----- Extracted text -----

The proposed work has been presented keeping in view the aforementioned deficiencies and issues. The AC/DC hybrid microgrid system in the proposed study comprises: a PV distributed generation system, wind turbine system, diesel generator (DG), battery energy storage system, an adaptive-dynamic-programming-based controller, energy management system, and a three phase inverter between AC and DC bus. The overall system has been connected to primary and secondary load as shown in Figure 1.

2. Hybrid Microgrid Model

The proposed microgrid consists of three generation sources, i.e., wind turbine, PV system, and diesel generator, with a battery energy storage system. The wind turbine has been connected to the DC bus using a unidirectional boost converter. Likewise, the PV system is connected to DC bus via a nonreversible converter. Wind power and the photovoltaic system are the primary sources for feeding the power for fixed and dynamic loads. The diesel generator is the secondary power option, which has been connected to an AC bus via a cycloconverter. Total power generation on the load side is the combined effect of all the sources connected on bus and can be calculated as

$$P_L\left(P,S\right)=P_{DG}+P_W+P_P+P_B$$

(1)

----- Entries supplied -----

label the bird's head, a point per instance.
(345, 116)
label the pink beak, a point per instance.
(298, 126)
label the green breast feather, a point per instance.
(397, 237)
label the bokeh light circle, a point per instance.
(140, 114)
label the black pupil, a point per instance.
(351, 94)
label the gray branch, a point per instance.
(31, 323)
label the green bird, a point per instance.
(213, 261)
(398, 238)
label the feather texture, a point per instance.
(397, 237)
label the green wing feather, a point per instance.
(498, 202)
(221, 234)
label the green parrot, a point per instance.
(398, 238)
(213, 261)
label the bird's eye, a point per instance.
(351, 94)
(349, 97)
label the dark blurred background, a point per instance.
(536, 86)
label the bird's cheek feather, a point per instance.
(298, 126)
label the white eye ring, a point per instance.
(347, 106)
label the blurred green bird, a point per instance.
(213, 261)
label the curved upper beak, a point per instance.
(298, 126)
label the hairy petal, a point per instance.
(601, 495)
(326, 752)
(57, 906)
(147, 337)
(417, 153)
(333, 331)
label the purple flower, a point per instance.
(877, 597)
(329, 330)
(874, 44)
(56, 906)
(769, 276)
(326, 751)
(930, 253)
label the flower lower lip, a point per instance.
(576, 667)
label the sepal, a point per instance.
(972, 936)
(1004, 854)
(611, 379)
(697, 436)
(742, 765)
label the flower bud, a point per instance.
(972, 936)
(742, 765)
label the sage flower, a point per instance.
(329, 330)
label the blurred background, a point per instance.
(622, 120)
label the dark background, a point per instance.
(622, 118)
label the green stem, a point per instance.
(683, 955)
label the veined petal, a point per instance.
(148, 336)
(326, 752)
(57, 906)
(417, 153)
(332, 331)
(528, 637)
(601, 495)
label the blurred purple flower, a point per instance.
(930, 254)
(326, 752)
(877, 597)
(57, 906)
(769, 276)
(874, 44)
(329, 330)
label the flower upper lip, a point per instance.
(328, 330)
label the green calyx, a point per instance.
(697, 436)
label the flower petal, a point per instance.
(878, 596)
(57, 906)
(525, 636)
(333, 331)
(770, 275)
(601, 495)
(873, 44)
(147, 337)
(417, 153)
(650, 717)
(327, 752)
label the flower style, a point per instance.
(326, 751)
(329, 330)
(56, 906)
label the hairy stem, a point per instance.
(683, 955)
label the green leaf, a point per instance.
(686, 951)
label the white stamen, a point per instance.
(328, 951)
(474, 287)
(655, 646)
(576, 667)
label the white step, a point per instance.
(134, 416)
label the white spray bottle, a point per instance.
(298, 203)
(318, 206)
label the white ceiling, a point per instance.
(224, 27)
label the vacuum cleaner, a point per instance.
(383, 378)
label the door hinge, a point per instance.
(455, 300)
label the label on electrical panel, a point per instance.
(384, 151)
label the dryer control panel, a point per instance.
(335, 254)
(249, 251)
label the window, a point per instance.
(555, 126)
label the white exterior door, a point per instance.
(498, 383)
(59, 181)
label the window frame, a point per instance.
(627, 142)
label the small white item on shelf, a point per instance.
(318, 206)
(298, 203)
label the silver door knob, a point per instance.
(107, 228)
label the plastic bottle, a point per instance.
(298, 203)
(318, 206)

-----
----- Entries supplied -----

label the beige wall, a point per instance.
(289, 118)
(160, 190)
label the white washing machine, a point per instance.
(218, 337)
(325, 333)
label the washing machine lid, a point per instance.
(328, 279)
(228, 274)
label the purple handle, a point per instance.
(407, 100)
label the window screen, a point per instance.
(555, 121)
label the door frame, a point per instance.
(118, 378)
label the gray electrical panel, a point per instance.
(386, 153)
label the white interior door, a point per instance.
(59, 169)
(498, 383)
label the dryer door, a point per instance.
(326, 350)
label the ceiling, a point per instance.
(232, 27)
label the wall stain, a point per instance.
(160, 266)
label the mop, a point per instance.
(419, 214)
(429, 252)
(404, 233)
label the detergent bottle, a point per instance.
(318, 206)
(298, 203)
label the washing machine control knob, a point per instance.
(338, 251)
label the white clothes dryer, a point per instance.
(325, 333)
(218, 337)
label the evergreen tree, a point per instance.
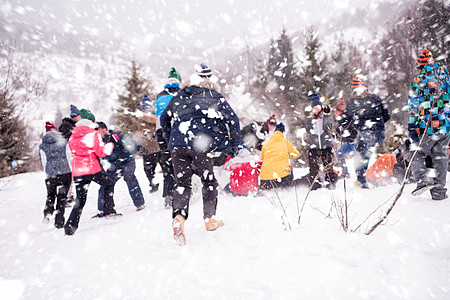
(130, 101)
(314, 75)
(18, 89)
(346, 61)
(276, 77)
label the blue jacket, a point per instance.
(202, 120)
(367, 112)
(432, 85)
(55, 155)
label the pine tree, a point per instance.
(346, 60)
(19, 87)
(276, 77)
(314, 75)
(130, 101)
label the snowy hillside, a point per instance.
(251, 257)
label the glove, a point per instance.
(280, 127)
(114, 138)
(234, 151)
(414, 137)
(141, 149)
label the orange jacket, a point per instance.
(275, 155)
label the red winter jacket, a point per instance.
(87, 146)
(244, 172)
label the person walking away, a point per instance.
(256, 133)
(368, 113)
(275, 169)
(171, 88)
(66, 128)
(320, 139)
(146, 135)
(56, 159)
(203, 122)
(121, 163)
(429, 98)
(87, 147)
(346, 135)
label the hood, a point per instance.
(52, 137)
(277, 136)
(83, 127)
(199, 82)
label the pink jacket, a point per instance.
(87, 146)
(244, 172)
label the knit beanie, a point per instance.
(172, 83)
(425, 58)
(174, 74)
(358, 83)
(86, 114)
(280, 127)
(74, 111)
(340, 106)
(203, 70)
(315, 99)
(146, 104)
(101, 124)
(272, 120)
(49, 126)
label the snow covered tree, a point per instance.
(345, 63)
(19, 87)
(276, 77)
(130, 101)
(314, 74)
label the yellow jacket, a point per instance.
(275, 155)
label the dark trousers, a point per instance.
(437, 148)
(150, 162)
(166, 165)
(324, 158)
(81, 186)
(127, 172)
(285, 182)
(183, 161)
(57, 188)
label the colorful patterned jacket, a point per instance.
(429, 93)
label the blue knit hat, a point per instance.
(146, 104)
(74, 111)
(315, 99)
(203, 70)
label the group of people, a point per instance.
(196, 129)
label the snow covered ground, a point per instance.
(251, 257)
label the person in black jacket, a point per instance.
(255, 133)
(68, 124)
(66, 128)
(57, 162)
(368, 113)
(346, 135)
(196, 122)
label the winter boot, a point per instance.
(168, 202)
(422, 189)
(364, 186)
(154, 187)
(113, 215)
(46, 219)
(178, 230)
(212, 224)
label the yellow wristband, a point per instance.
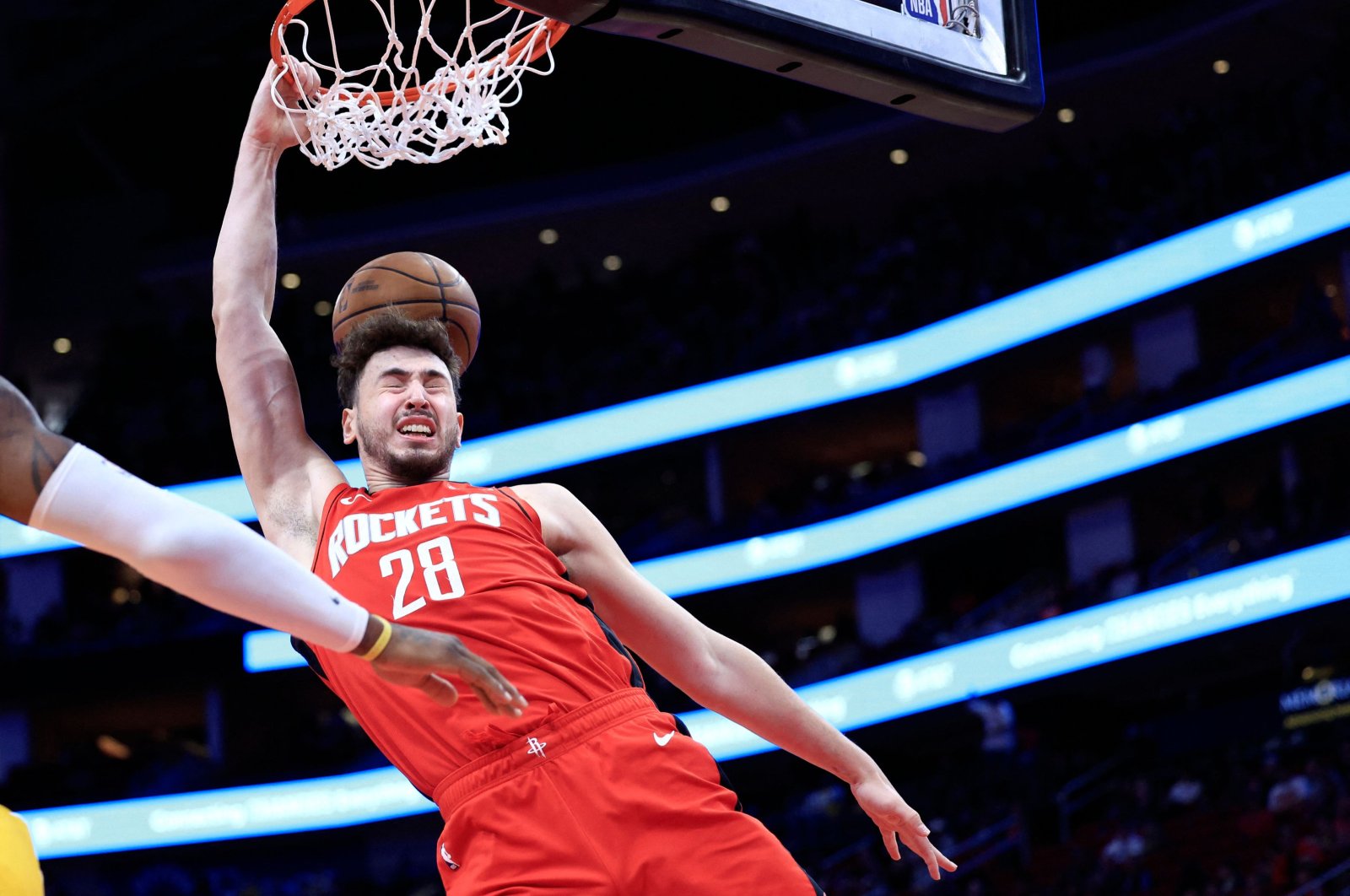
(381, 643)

-----
----- Entries supplied -----

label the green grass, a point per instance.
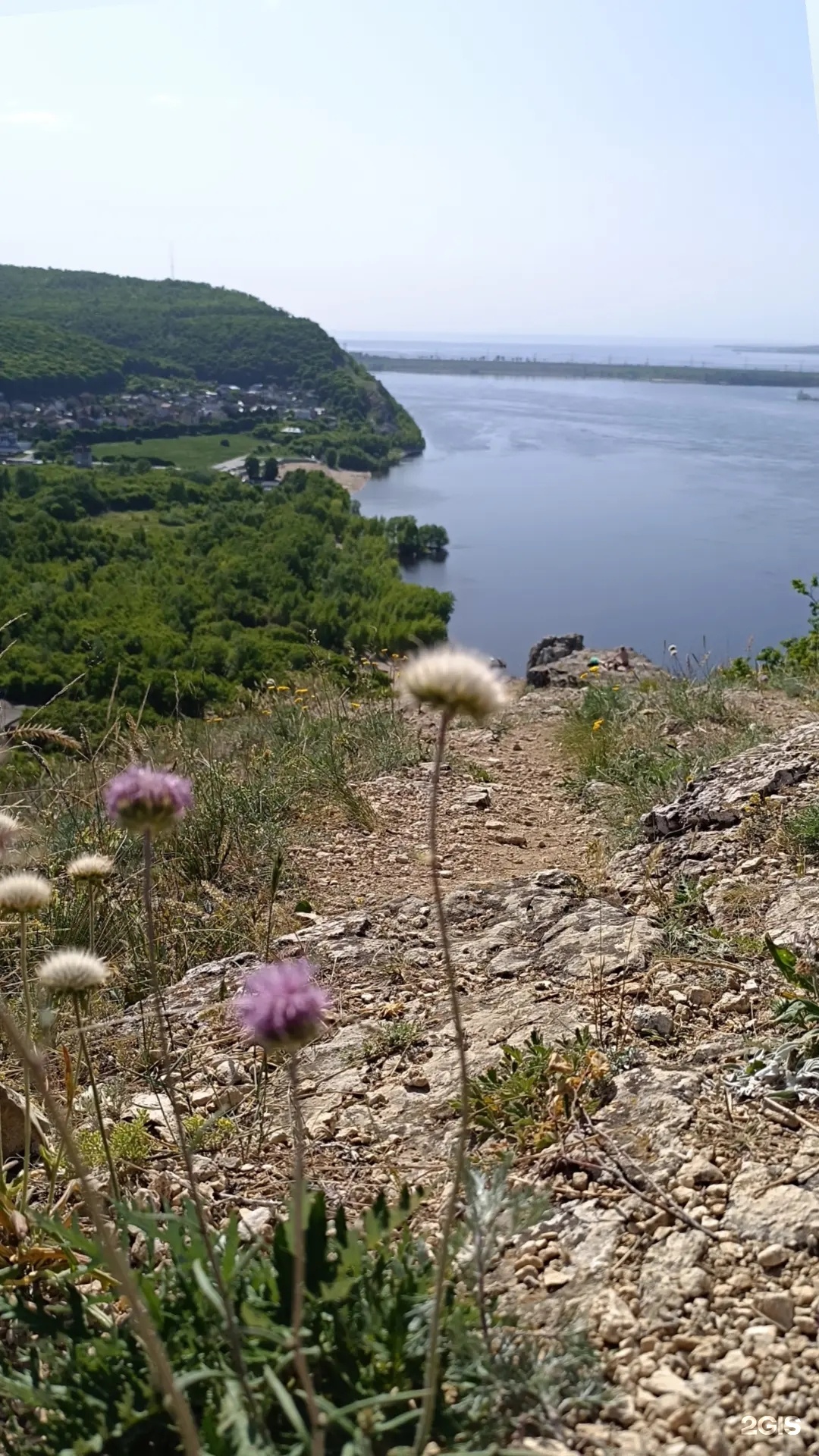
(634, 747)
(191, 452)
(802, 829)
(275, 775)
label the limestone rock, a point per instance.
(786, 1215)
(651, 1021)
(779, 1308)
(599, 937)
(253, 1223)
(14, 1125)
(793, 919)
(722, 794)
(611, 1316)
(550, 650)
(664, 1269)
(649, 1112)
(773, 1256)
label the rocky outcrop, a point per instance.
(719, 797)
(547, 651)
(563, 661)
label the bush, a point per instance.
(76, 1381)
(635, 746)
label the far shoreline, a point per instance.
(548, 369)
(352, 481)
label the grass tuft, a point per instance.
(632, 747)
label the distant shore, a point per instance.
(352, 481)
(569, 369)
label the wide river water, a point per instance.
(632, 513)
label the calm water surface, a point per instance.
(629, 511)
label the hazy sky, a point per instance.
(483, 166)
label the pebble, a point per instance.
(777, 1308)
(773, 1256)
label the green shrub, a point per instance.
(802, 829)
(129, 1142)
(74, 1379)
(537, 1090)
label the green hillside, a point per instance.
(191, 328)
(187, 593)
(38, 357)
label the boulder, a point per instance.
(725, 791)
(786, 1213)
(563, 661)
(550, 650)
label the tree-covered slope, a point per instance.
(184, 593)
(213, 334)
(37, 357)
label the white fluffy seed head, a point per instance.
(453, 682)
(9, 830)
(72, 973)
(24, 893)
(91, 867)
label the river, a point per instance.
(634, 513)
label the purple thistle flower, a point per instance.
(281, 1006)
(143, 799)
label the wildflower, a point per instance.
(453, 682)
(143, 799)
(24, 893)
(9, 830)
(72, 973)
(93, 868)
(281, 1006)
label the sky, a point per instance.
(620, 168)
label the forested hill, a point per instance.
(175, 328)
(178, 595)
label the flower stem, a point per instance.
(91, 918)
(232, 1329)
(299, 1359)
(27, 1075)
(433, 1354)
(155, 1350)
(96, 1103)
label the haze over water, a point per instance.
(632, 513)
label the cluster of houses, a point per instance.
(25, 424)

-----

■ What you will do
a – According to the microgrid text, what device connects the diesel generator to the AC bus?
b – Please write out the part of the microgrid text that begins at the words "The proposed work" and stops after "in Figure 1.".

■ Solved problems
a – A cycloconverter.

b –
The proposed work has been presented keeping in view the aforementioned deficiencies and issues. The AC/DC hybrid microgrid system in the proposed study comprises: a PV distributed generation system, wind turbine system, diesel generator (DG), battery energy storage system, an adaptive-dynamic-programming-based controller, energy management system, and a three phase inverter between AC and DC bus. The overall system has been connected to primary and secondary load as shown in Figure 1.